--- START OF Records provided ---
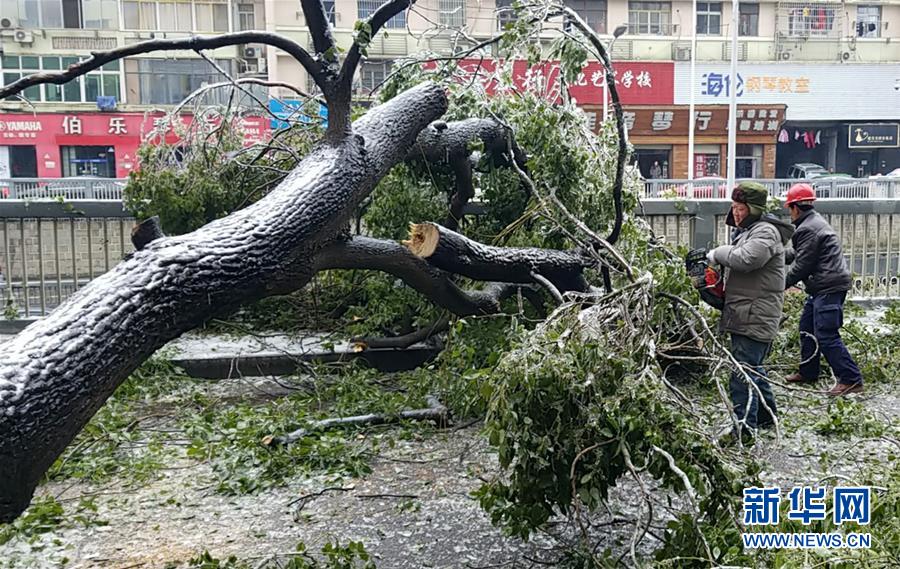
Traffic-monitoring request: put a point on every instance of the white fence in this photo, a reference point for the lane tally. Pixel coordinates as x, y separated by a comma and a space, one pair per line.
66, 188
715, 188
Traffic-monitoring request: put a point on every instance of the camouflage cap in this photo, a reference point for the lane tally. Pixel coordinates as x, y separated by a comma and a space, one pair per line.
753, 194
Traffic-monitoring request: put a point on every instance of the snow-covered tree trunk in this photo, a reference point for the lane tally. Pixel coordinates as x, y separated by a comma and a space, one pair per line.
58, 372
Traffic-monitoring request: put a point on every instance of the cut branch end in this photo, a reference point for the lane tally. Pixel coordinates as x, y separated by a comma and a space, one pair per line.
423, 239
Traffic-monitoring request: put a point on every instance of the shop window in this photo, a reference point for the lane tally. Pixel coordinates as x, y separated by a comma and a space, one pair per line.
748, 162
709, 18
505, 13
707, 161
653, 163
22, 162
809, 19
98, 161
86, 89
372, 74
593, 12
868, 21
748, 19
367, 7
170, 81
247, 17
650, 18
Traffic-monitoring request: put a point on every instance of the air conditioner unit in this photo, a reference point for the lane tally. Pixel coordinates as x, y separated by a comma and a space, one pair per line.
23, 36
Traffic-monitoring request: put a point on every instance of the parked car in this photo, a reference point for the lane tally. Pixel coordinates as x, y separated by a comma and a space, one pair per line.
806, 171
839, 186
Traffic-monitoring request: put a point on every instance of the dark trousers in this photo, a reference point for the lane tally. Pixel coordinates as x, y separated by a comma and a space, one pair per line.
745, 398
823, 316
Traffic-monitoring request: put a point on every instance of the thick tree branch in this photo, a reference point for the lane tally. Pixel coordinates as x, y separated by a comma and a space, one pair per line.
392, 258
455, 253
320, 29
195, 43
460, 144
58, 372
375, 22
622, 155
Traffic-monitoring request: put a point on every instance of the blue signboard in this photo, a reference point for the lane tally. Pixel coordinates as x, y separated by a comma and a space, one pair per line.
297, 111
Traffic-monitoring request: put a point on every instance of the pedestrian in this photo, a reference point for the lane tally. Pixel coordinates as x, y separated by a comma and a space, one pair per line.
818, 261
754, 297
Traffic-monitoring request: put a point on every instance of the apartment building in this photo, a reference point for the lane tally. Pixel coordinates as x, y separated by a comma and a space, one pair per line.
817, 81
94, 125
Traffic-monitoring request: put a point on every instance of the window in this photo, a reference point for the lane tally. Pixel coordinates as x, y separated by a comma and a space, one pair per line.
176, 15
650, 18
100, 14
593, 12
372, 74
748, 19
804, 19
246, 17
40, 13
88, 161
102, 82
329, 10
367, 7
169, 81
453, 13
868, 21
505, 13
709, 18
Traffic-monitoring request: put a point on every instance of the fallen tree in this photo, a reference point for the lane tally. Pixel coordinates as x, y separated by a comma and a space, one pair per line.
57, 372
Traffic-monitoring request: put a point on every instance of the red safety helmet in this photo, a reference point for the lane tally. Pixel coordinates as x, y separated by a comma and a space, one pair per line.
800, 193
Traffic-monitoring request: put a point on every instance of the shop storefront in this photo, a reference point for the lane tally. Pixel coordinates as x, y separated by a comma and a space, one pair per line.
659, 134
55, 145
826, 103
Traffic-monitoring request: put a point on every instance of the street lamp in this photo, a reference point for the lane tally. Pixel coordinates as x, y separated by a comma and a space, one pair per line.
617, 33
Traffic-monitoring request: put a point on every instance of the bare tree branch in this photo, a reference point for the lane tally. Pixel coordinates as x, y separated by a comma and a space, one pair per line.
375, 22
320, 29
194, 43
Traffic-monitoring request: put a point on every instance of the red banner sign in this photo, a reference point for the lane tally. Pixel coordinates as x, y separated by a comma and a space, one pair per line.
638, 82
124, 132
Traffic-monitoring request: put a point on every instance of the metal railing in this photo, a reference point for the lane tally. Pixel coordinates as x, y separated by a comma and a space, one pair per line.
869, 231
48, 250
66, 188
715, 188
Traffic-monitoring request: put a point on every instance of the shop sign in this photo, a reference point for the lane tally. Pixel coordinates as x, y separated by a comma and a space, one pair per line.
752, 120
636, 82
874, 136
811, 91
46, 127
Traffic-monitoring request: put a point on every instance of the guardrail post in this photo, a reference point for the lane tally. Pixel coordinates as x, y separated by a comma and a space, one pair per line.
704, 230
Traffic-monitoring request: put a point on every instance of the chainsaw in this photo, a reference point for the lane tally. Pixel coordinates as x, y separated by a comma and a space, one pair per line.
706, 279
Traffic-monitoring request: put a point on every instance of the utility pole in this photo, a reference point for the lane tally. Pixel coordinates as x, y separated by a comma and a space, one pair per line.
691, 113
732, 101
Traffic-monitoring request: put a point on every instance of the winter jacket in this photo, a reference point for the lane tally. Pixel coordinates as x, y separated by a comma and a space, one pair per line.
816, 257
754, 271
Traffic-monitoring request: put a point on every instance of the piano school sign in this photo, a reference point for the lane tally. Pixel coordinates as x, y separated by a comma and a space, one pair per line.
877, 135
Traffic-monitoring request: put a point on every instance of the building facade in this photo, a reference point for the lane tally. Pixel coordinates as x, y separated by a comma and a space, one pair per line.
827, 72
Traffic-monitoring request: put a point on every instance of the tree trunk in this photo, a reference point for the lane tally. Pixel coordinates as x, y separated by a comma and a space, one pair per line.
59, 371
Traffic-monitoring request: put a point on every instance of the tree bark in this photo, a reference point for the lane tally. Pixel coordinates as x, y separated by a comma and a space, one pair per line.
455, 253
58, 372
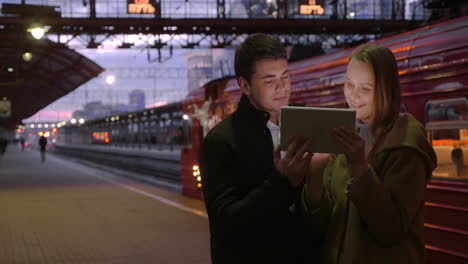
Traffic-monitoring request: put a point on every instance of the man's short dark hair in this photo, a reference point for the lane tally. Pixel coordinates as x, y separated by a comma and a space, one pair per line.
256, 47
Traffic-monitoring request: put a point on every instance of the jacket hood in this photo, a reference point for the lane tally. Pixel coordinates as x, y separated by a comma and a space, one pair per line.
407, 132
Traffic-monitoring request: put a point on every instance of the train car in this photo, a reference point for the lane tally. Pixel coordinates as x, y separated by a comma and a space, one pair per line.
433, 70
163, 127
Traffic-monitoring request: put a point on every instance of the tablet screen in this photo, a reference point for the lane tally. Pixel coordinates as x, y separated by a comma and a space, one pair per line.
316, 123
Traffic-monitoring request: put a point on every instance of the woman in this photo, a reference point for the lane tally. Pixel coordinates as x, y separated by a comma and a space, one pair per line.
368, 202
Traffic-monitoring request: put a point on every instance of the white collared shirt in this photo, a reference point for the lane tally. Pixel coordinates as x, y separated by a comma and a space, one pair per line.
274, 131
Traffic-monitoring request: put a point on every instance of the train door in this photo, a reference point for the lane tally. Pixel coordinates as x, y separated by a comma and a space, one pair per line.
447, 125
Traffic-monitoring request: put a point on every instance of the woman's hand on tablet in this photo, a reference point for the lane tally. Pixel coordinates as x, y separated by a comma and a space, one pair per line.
354, 149
295, 164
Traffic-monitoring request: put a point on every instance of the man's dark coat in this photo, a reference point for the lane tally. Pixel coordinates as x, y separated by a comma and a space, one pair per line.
250, 205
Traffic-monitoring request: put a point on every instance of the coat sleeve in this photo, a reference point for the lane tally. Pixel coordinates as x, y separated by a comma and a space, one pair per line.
388, 207
317, 216
231, 211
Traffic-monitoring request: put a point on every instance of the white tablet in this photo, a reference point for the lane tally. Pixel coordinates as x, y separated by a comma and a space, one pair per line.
316, 123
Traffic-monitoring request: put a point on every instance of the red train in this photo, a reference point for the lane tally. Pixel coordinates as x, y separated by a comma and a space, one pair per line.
433, 68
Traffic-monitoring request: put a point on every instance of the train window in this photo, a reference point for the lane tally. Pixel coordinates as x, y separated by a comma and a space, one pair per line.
447, 125
446, 110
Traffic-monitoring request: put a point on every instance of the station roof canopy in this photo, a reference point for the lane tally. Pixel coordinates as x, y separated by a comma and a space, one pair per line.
35, 73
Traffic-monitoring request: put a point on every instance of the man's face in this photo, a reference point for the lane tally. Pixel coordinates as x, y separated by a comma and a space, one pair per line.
270, 86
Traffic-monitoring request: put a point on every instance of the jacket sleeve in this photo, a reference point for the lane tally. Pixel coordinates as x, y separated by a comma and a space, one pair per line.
389, 207
317, 216
231, 211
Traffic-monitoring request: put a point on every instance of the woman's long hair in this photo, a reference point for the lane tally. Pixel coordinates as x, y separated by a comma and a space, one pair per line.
387, 95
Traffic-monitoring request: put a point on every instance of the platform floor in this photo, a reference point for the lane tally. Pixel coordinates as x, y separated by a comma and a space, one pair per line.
60, 211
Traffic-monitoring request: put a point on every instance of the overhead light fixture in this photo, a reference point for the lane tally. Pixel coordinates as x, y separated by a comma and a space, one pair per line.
27, 56
37, 32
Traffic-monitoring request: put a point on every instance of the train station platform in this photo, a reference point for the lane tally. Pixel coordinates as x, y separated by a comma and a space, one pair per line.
60, 211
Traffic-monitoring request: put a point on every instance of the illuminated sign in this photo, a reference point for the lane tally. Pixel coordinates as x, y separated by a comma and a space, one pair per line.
5, 108
141, 7
311, 7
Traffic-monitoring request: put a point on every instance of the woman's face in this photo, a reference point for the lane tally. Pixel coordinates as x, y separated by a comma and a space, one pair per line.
359, 89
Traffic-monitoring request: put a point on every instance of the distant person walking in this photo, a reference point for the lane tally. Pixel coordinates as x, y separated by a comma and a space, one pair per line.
43, 145
22, 143
3, 145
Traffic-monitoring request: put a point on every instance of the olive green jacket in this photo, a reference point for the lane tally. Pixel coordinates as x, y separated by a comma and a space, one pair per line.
380, 218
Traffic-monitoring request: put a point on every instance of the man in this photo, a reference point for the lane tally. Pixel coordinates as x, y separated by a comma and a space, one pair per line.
249, 190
--- END OF Records provided ---
■ What you have to do ■
Lay out the stretch of entries from the line containing "of the platform" through the end of the entries as a two-column CSV headed instruction and coordinates. Give one row per entry, with its text and its answer each in a single quoted field and any line breaks replaced by spaces.

■ Solution to this exercise ■
instruction,coordinates
"Traffic-monitoring request: put a point on every instance of the platform floor in this photo, a reference point for the lane tally. Pixel coordinates as x, y separated by a comma and a space, one pair per line.","60, 211"
"Traffic-monitoring request: put a point on every instance of the overhead light fixture in this photo, a reference point for the lane tally. Pixel coordinates as x, y separated by a comma and a space, one pair per line.","27, 56 37, 32"
"Traffic-monitoring request: put a point on every instance of the train station platform in this photo, a reference point for the lane tally. Pixel coordinates as x, y separated by a comma and a space, one pair per line.","60, 211"
"Traffic-monitoring request: put a point on every instance of the illuminated sign in this photo, a reference point for the lane tally. Pixel coordinates as x, y separated by a comma and a space, one pair per line.","5, 108 141, 7 311, 7"
"Traffic-monitoring request: put a point on every instance of the woman's face in this photo, a reference point for the lane tally. Pixel coordinates as x, y separated by a comma and a space, one pair per line.","359, 89"
"Traffic-monitoring request: put a point on every instance of the distant person walking in this photo, a reference point for the lane tally. Pixel coordinates as x, y separated by a comma and a space, one pair per line.","43, 145 22, 143 3, 145"
"Traffic-monitoring request: put a point on every instance of the olive green jacket in this photo, a reference point for the lane tally. Pixel coordinates as x, y separated by a comma and a space, one pair per line.","380, 218"
"Traffic-monitoring request: put a point on every instance of the man in this photo, a reference point for the lane tally. Pixel coordinates as x, y separated by a comma and a space, one pair per line.","249, 190"